**RECORDS FOR PROCESSING**:
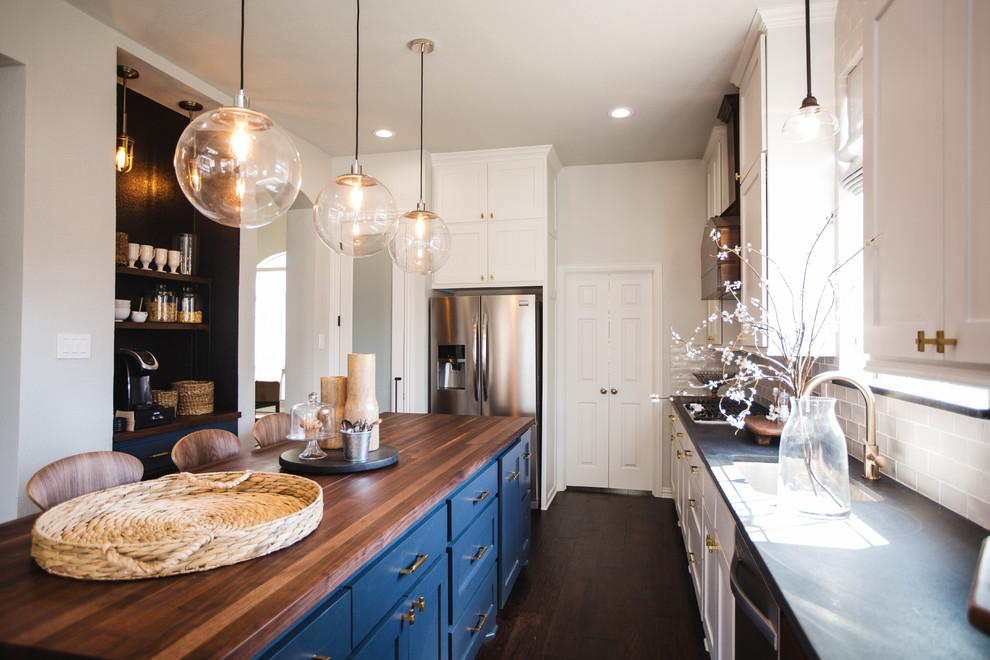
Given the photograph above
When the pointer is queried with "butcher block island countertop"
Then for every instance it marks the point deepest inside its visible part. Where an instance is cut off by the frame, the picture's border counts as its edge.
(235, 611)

==

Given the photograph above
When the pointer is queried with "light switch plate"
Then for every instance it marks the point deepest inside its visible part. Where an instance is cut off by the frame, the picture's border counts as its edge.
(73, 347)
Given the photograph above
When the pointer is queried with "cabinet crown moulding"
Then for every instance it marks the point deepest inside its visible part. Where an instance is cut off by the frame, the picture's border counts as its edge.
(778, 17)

**TASK TO CARRY OUT**:
Count the lines above that contain the word "queried" with matching case, and reply with only that number.

**RESULT OF THIS EXERCISE**:
3